Exercise task - Starting at the line that contains "Where can the floral", copy each line through the end of the listing below. Include both ends and output nothing more.

Given entries -
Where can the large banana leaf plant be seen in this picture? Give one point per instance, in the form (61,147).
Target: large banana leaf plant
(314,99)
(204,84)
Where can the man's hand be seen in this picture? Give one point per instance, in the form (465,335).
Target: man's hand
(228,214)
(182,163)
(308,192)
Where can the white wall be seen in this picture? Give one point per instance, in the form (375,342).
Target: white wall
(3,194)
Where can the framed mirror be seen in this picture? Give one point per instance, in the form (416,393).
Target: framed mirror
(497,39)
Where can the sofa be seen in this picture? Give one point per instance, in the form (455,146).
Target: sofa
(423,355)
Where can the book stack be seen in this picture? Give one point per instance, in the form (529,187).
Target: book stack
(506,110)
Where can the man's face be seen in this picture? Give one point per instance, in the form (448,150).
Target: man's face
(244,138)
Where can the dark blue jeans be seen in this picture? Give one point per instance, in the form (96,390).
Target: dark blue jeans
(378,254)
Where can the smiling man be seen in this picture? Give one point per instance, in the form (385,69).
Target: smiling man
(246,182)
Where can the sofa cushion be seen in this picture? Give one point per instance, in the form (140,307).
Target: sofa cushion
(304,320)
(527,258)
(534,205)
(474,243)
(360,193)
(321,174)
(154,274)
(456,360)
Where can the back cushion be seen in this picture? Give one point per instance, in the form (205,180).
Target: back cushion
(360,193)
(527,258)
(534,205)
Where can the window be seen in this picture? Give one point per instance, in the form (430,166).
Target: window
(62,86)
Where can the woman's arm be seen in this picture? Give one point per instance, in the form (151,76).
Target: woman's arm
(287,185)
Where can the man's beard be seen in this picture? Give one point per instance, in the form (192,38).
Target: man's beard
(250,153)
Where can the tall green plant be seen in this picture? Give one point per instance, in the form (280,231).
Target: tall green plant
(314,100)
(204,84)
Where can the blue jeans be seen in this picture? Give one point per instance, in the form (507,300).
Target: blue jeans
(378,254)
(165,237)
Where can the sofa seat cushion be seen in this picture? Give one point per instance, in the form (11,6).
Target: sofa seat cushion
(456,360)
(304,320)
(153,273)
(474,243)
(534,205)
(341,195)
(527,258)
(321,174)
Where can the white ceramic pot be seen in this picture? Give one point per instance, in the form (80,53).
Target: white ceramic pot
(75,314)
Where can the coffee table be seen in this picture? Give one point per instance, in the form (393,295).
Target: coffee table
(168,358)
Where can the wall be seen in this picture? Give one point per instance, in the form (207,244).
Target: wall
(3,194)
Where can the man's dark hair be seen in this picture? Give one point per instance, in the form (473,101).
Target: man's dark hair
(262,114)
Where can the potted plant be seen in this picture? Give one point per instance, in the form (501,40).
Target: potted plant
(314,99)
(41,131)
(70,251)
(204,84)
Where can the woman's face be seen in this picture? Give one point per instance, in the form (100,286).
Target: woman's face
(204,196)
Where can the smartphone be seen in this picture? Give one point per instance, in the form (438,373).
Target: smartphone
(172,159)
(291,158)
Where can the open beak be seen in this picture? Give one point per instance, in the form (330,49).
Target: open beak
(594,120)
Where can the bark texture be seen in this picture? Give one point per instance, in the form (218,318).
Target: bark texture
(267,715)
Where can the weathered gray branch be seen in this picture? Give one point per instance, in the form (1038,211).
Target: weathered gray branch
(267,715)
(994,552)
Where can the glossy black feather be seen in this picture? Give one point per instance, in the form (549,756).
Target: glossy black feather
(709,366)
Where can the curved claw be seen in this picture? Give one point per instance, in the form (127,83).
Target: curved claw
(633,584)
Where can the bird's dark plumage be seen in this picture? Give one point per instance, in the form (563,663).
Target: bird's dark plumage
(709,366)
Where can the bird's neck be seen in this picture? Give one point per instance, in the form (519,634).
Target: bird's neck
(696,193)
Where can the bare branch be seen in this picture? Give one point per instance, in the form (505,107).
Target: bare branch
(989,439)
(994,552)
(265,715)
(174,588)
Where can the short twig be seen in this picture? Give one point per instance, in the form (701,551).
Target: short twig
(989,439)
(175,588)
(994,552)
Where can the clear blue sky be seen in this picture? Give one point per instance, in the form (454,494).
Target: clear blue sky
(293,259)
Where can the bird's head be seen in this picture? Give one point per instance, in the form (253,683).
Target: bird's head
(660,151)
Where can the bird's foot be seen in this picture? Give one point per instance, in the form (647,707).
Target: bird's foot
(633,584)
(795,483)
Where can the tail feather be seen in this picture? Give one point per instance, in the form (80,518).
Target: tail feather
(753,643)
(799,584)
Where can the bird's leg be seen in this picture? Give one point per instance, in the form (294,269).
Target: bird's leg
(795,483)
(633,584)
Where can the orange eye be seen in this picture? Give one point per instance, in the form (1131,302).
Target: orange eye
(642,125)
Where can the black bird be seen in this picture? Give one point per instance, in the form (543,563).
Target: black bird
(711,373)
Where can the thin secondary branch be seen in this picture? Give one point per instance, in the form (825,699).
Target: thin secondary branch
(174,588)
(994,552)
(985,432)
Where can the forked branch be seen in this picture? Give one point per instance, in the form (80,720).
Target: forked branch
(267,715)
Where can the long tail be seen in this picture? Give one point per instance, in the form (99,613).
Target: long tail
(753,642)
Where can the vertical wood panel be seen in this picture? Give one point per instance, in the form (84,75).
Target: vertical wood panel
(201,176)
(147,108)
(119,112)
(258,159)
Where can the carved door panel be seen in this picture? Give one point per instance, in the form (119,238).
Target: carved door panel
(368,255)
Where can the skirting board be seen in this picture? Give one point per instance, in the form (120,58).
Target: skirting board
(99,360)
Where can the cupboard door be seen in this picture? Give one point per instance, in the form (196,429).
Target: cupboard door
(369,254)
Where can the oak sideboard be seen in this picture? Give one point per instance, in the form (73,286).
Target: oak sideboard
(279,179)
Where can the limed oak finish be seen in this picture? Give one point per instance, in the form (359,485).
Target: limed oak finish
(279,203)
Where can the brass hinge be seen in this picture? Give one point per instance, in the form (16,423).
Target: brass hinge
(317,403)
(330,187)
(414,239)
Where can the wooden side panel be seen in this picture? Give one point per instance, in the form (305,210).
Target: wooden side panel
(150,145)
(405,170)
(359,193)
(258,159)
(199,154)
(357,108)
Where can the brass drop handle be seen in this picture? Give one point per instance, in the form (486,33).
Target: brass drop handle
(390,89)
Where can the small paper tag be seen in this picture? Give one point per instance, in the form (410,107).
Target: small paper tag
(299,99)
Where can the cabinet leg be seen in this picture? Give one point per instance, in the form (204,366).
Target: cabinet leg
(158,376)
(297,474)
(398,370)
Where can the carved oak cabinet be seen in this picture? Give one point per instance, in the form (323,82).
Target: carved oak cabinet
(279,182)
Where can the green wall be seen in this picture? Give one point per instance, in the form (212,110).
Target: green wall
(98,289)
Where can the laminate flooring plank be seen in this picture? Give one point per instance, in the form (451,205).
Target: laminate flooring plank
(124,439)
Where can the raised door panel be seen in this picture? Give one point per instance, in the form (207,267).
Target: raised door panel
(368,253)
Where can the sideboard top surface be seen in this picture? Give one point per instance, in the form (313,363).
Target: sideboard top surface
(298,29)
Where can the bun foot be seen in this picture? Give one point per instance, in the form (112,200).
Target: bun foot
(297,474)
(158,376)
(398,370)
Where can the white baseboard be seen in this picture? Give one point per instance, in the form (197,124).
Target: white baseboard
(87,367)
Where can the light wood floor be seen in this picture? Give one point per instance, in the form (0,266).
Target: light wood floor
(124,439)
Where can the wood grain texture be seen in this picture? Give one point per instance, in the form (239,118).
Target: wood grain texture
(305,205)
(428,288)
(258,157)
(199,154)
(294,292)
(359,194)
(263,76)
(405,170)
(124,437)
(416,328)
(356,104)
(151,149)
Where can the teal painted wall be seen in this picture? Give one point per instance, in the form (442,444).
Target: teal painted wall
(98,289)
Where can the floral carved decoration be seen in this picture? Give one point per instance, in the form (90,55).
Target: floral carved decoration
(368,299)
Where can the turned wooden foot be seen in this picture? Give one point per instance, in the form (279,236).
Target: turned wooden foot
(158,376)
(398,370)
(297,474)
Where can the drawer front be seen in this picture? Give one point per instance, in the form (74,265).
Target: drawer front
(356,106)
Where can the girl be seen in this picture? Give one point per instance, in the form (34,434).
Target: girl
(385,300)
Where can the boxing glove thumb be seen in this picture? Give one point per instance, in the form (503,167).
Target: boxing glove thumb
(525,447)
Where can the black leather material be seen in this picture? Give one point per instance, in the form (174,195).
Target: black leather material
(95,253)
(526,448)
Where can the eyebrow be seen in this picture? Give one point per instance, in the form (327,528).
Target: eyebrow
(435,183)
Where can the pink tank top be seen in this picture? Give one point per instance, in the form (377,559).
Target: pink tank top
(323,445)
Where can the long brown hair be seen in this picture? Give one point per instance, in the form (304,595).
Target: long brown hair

Answer in full -
Where can the floral carved decoration be seen in this picture? Give one point per instance, in the form (90,55).
Target: floral carved decoration
(368,299)
Where can the turned wooden foot be seen in this picture? Give one point per instance, in the form (279,236).
Target: turned wooden foot
(158,376)
(398,370)
(297,474)
Where can the drawer front be seen in this picture? Give one point per instance, in the form (74,265).
Target: drawer front
(356,106)
Where can the girl be seen in this picture? Give one point per instance, in the form (34,434).
Target: girl
(385,300)
Where can the boxing glove thumb be seen in this picture? Give one point per instance, in the form (503,167).
Target: boxing glove thumb
(525,447)
Where can the black leather material be seen in this picture? Give one point per instance, in the form (174,195).
Target: black leather material
(95,253)
(526,448)
Where can the eyebrow be seen in this picture? Give one point per instance, in the form (327,528).
Target: eyebrow
(435,183)
Where can the pink tank top be seen in this picture? Give one point per instance, in the form (377,559).
Target: pink tank top
(323,445)
Where can the long brown hair be seen in this picture? Give one point per instance, in the form (304,595).
Target: long brown hair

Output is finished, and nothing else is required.